• **Job**
Produce an exact copy of all the records.

• **Record excerpts**
_ _ _

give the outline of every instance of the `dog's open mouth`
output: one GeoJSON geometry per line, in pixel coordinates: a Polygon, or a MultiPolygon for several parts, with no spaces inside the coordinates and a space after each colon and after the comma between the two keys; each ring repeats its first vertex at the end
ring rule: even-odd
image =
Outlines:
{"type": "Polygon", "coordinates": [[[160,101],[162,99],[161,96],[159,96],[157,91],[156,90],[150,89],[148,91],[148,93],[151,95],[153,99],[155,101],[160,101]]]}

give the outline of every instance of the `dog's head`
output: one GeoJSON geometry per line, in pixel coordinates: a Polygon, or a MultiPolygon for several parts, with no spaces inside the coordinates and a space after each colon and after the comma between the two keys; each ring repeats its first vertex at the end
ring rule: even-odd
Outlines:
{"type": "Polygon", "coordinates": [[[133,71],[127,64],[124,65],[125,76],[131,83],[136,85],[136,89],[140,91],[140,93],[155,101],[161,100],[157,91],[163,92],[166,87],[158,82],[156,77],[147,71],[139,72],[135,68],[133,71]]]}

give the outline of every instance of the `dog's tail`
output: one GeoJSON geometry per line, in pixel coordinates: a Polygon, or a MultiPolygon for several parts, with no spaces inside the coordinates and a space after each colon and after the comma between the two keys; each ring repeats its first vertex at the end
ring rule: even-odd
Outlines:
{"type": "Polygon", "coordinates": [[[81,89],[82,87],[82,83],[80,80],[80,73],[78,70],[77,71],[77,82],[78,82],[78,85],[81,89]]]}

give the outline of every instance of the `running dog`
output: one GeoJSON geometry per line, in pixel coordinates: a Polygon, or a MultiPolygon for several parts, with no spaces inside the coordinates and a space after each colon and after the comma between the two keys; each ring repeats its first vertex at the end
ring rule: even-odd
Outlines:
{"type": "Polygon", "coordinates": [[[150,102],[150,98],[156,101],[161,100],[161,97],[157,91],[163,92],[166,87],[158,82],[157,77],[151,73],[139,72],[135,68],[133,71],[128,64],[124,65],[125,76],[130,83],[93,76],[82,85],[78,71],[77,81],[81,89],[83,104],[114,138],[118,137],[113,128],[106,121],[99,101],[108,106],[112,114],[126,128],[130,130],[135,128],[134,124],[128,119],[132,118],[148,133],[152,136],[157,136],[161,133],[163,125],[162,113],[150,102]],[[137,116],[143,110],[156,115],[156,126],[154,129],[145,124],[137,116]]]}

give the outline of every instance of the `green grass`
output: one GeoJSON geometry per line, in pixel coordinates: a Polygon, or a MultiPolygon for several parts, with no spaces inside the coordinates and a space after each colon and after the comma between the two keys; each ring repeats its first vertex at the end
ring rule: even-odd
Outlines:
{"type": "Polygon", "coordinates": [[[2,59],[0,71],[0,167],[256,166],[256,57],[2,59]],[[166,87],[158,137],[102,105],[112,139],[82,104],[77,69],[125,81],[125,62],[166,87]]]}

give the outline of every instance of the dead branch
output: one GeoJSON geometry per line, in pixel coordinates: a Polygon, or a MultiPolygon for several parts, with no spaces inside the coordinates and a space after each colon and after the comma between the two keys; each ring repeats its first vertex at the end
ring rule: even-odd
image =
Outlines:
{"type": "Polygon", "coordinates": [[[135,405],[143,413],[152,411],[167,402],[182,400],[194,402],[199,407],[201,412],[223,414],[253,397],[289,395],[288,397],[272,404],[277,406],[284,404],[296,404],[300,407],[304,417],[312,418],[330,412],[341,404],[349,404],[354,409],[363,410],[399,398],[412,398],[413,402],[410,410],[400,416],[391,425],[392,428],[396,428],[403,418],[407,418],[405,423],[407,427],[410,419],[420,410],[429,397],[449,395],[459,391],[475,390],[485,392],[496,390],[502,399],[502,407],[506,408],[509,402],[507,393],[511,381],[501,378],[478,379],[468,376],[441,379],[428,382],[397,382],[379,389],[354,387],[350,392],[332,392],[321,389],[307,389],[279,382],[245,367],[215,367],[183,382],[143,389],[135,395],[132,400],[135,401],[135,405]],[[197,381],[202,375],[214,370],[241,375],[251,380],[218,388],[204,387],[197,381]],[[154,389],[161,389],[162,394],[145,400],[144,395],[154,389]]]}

_ _ _

• **Reply to the task**
give the outline of every instance of the `dog's open mouth`
output: one GeoJSON geometry per line, in pixel coordinates: a Polygon, or a MultiPolygon for several parts, with no spaces inside the coordinates and a space after each colon and after the comma between the two keys; each ring repeats its first vertex at the end
ring rule: even-odd
image =
Outlines:
{"type": "Polygon", "coordinates": [[[160,101],[162,99],[161,96],[159,96],[157,91],[156,90],[150,89],[148,91],[148,93],[151,95],[153,99],[155,101],[160,101]]]}

give the outline of every instance of the `dog's head`
output: one GeoJSON geometry per line, in pixel coordinates: a Polygon, or a MultiPolygon for several parts, with no spaces inside the coordinates and a space after each colon and after the comma between the two keys; each ring repeats its first vertex at the end
ring rule: even-odd
Outlines:
{"type": "Polygon", "coordinates": [[[133,71],[127,64],[124,65],[125,76],[131,83],[136,85],[136,89],[140,91],[140,93],[155,101],[161,100],[157,91],[163,92],[166,87],[158,82],[156,77],[147,71],[139,72],[135,68],[133,71]]]}

give the outline of every instance of the `dog's tail`
output: one GeoJSON geometry per line, in pixel coordinates: a Polygon, or a MultiPolygon for several parts, with no spaces inside the coordinates and a space after each colon and after the comma between the two keys; each ring repeats its first vertex at the end
ring rule: even-odd
Outlines:
{"type": "Polygon", "coordinates": [[[81,89],[82,87],[82,83],[80,80],[80,73],[78,70],[77,71],[77,82],[78,82],[78,85],[81,89]]]}

give the outline of every instance of the `running dog`
output: one GeoJSON geometry per line, in pixel coordinates: a Polygon, or a MultiPolygon for several parts, with no spaces inside the coordinates and a space after each colon and after the comma between the two keys; each ring repeats its first vertex at the end
ring rule: even-odd
Outlines:
{"type": "Polygon", "coordinates": [[[150,102],[150,98],[156,101],[161,100],[161,97],[157,91],[163,92],[166,87],[158,82],[157,77],[151,73],[139,72],[135,68],[133,71],[128,64],[124,65],[125,76],[130,83],[93,76],[82,85],[78,71],[77,81],[81,89],[83,104],[114,138],[118,137],[113,128],[106,121],[99,101],[108,106],[112,114],[126,128],[130,130],[135,128],[134,124],[128,119],[132,118],[148,133],[152,136],[157,136],[161,133],[163,125],[162,113],[150,102]],[[137,116],[143,110],[156,115],[156,126],[154,129],[145,124],[137,116]]]}

give the outline of every instance of the `green grass`
output: one GeoJSON geometry per line, in pixel coordinates: a Polygon, or a MultiPolygon for several parts, with no spaces inside the coordinates and a space after each colon and after the comma between the two keys; each ring repeats its first vertex at the end
ring rule: even-odd
Outlines:
{"type": "Polygon", "coordinates": [[[2,59],[0,71],[0,167],[256,166],[256,57],[2,59]],[[166,87],[158,137],[102,105],[112,139],[82,104],[77,69],[125,81],[125,62],[166,87]]]}

give the outline of every instance of the dead branch
output: one GeoJSON geometry per line, in pixel coordinates: a Polygon, or a MultiPolygon for several parts, with no spaces inside the coordinates and a space after each colon and after the comma between the two keys; each ring repeats its first vertex at the end
ring rule: even-odd
image =
Outlines:
{"type": "Polygon", "coordinates": [[[135,405],[143,413],[152,411],[167,402],[182,400],[194,402],[199,407],[201,412],[223,414],[253,397],[289,395],[288,397],[272,404],[277,406],[284,404],[296,404],[300,407],[304,417],[312,418],[330,412],[341,404],[349,404],[354,409],[363,410],[399,398],[412,398],[413,402],[410,410],[400,416],[391,425],[392,428],[396,428],[403,418],[407,418],[405,423],[407,427],[410,419],[420,410],[429,397],[449,395],[459,391],[475,390],[485,392],[496,390],[502,399],[502,407],[506,408],[509,402],[507,393],[511,381],[501,378],[478,379],[468,376],[441,379],[428,382],[397,382],[379,389],[354,387],[350,392],[332,392],[321,389],[307,389],[279,382],[245,367],[215,367],[183,382],[143,389],[135,395],[132,400],[135,401],[135,405]],[[197,381],[202,375],[214,370],[241,375],[251,380],[218,388],[204,387],[197,381]],[[154,389],[161,389],[162,394],[145,400],[144,395],[154,389]]]}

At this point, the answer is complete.